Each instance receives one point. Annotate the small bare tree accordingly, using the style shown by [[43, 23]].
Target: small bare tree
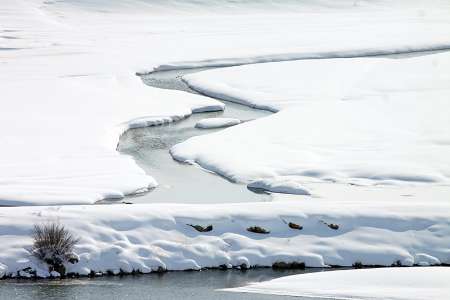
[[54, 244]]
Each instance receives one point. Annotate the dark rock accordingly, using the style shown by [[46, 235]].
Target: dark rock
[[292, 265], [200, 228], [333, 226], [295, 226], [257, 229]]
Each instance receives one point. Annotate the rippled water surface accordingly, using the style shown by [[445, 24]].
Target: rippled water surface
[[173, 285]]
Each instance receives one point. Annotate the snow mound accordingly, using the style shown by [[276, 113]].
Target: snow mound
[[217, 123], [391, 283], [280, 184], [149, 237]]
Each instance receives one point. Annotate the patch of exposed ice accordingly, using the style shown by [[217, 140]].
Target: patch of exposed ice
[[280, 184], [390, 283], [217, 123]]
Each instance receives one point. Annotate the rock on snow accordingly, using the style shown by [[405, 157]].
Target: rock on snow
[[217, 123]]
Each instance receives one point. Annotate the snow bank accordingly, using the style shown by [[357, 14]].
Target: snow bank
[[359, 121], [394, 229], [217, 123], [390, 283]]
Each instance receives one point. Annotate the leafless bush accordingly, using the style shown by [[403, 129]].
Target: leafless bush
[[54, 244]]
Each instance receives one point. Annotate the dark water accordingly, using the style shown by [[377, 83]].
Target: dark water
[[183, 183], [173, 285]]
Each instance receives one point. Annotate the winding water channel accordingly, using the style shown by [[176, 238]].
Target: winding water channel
_ _ _ _ _ _ _
=== What the exercise asks ===
Look over the data and work out how many lines include the word "point"; reply with the number only.

=== Response below ===
10